→ **JOB 1**
In the records below, please take the part that opens with the line containing "of the bridge" and runs through the end of the records, and write it out again with "street light fixture" replaced by "streetlight fixture", leaving everything else unchanged.

→ **TEXT TO READ**

--

I think we want to get clarity on the "combined object" approach. Some
discussions are still going on. There is one particular thread
<https://docs.google.com/document/d/1zg0wQ5bVKTckf7-K_cdwF4mlRi6sixLcyEh6jErpGYY/edit?pli=1&disco=AAABIuZ8F3I>
that would benefit from some more clarification. Would be great to be on
the same page there.

I would suggest sticking to the doc because the next thread will be the 3rd
thread on this topic and typically it is very hard to get focused
discussions in email threads. If doc does not work, we can meet.

Thanks,
Walaa.


On Wed, Apr 3, 2024 at 1:03 PM Ryan Blue <b...@tabular.io> wrote:

> If there is consensus, great. We don't usually have a vote when there is
> already consensus. That said, I haven't really seen a confirmation that we
> have consensus, like a thread where people that originally had different
> perspectives all said they favored the same option.
>
> It can help to build clarity by starting a new thread (this one is 70+
> messages) with a clear summary (_not_ a doc) of the direction and ask
> people to speak up if they do or don't agree.
>
> Ryan
>
> On Wed, Apr 3, 2024 at 1:33 AM Jean-Baptiste Onofré <j...@nanthrax.net>
> wrote:
>
>> I thought we have a consensus in the doc at least on the possible
>> option. I understood the vote was to adopt one of the options (that is
>> possible for a vote).

--

→ **GIVEN DATA**
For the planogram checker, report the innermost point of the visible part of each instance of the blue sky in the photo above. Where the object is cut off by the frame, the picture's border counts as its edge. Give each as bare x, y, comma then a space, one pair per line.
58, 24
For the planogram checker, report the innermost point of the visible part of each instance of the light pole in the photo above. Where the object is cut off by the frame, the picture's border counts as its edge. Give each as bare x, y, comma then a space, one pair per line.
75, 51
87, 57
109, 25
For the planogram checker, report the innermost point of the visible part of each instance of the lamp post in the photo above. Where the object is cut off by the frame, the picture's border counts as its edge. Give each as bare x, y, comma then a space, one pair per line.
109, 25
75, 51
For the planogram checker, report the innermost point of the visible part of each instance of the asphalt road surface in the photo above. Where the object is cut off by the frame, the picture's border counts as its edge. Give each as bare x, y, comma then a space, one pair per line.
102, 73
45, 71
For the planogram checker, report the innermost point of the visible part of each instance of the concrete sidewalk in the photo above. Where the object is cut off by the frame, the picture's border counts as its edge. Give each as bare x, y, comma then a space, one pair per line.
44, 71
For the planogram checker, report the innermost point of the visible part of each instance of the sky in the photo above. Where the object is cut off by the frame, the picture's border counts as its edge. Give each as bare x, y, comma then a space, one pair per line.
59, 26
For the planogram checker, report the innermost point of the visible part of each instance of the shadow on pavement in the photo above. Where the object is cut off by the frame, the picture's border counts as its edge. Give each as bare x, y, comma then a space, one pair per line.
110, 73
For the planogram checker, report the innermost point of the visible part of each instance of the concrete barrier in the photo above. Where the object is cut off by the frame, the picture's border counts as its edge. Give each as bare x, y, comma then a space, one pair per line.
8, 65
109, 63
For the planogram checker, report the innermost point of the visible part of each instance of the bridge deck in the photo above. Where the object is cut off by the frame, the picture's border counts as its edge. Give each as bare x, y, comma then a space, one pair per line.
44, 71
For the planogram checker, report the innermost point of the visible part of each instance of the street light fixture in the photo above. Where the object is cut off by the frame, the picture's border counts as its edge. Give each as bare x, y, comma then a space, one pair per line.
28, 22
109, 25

--

→ **JOB 2**
Copy the passage of the email thread above that opens with the words containing "I would suggest" and closes with "the same option.".

→ **FULL SOLUTION 1**
For the planogram checker, report the innermost point of the visible part of each instance of the bridge deck in the photo above. Where the object is cut off by the frame, the picture's border counts as its edge. Give each as bare x, y, comma then a space, one pair per line.
44, 71
For the planogram checker, report the innermost point of the visible part of each instance of the streetlight fixture in the photo above. Where the object is cut off by the frame, the picture's border counts as its edge. Give each as bare x, y, comma then a space, one pair per line.
28, 22
109, 25

→ **FULL SOLUTION 2**
I would suggest sticking to the doc because the next thread will be the 3rd
thread on this topic and typically it is very hard to get focused
discussions in email threads. If doc does not work, we can meet.

Thanks,
Walaa.


On Wed, Apr 3, 2024 at 1:03 PM Ryan Blue <b...@tabular.io> wrote:

> If there is consensus, great. We don't usually have a vote when there is
> already consensus. That said, I haven't really seen a confirmation that we
> have consensus, like a thread where people that originally had different
> perspectives all said they favored the same option.